**What the task asks**. Leaving the pictures aside, transcribe every line below exactly.

**Dataset entries**.

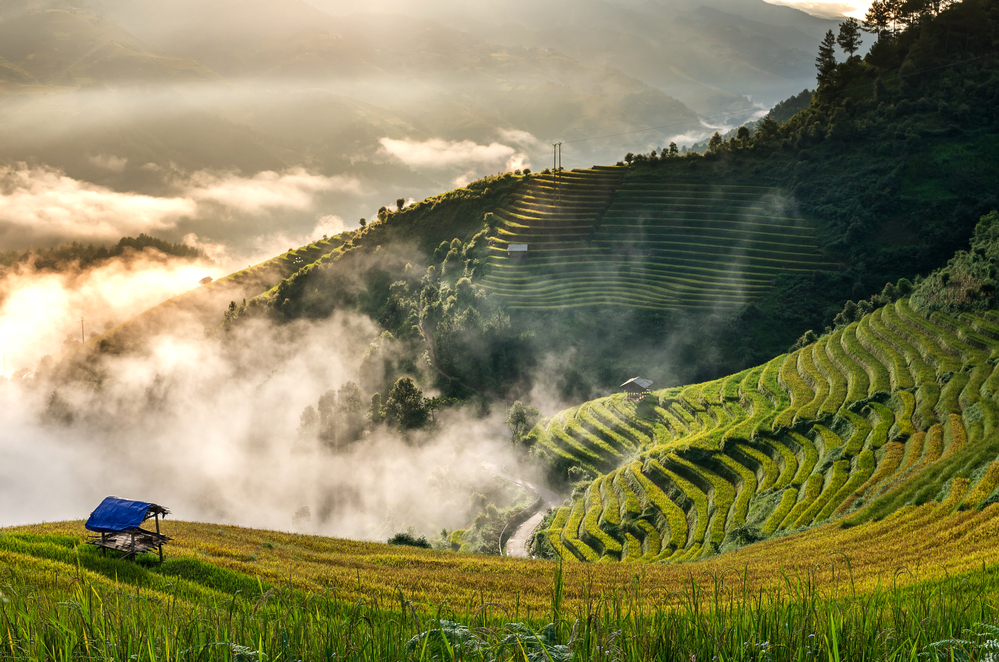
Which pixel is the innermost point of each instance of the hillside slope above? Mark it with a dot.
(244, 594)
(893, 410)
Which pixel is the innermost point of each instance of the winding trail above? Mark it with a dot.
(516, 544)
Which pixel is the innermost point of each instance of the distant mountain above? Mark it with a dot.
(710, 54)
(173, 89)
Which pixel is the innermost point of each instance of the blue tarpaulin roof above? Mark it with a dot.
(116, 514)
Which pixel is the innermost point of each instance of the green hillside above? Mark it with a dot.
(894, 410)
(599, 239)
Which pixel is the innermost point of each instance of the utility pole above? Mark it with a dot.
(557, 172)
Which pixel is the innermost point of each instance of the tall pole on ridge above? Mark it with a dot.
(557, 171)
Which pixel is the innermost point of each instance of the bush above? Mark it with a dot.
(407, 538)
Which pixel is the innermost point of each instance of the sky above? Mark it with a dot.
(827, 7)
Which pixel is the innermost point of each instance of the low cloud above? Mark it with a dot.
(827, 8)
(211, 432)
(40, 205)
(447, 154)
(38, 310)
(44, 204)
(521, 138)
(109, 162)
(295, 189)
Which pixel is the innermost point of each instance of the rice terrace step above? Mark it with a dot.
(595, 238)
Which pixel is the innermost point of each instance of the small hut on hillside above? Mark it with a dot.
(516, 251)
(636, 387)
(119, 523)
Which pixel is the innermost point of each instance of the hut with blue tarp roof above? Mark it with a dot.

**Exercise result**.
Which pixel is the innermost point of each instance of the hillside slope above? Mark it with a dot.
(244, 594)
(893, 410)
Which pixel is the innermost point of each instance of the winding trail above? Mark it with a dot.
(516, 544)
Which pixel is the innermost point of each instance of the distant mountain above? Mark it with a dot.
(710, 54)
(173, 89)
Which pixel is the innermost point of each instance of the blue tarpaulin roof above? Mark it with a dot.
(116, 514)
Which pixel is the innermost point of each instance of the green hillside above? Mark it with a dot.
(894, 410)
(599, 239)
Which pixel is the innermost point of each instance of the utility pole above? Mark it with a dot.
(557, 172)
Which pixel is the innermost point of each instance of the tall pole on ridge above? Mark it with a dot.
(557, 171)
Which pixel is the innermost point of each instance of the bush above? Mark it with a dot.
(407, 538)
Which pixel is the innermost point of each instance of the sky above? Mark it with a dot.
(827, 7)
Which pixel is the innermost point of each instance of the low cloud above? Mark it with a dot.
(827, 8)
(211, 432)
(40, 205)
(447, 154)
(38, 310)
(44, 204)
(521, 138)
(109, 162)
(295, 189)
Which pixel is the innermost point of each instance of the rice terrace step above? Mark it with a dot.
(595, 238)
Which pixel is the innermost point of each instance of the small hut on hillside above? Mark it with a dot.
(516, 251)
(636, 387)
(119, 523)
Which pixel is the innermost point of each instance of the hut with blue tarp roof above? Mark it with a dot.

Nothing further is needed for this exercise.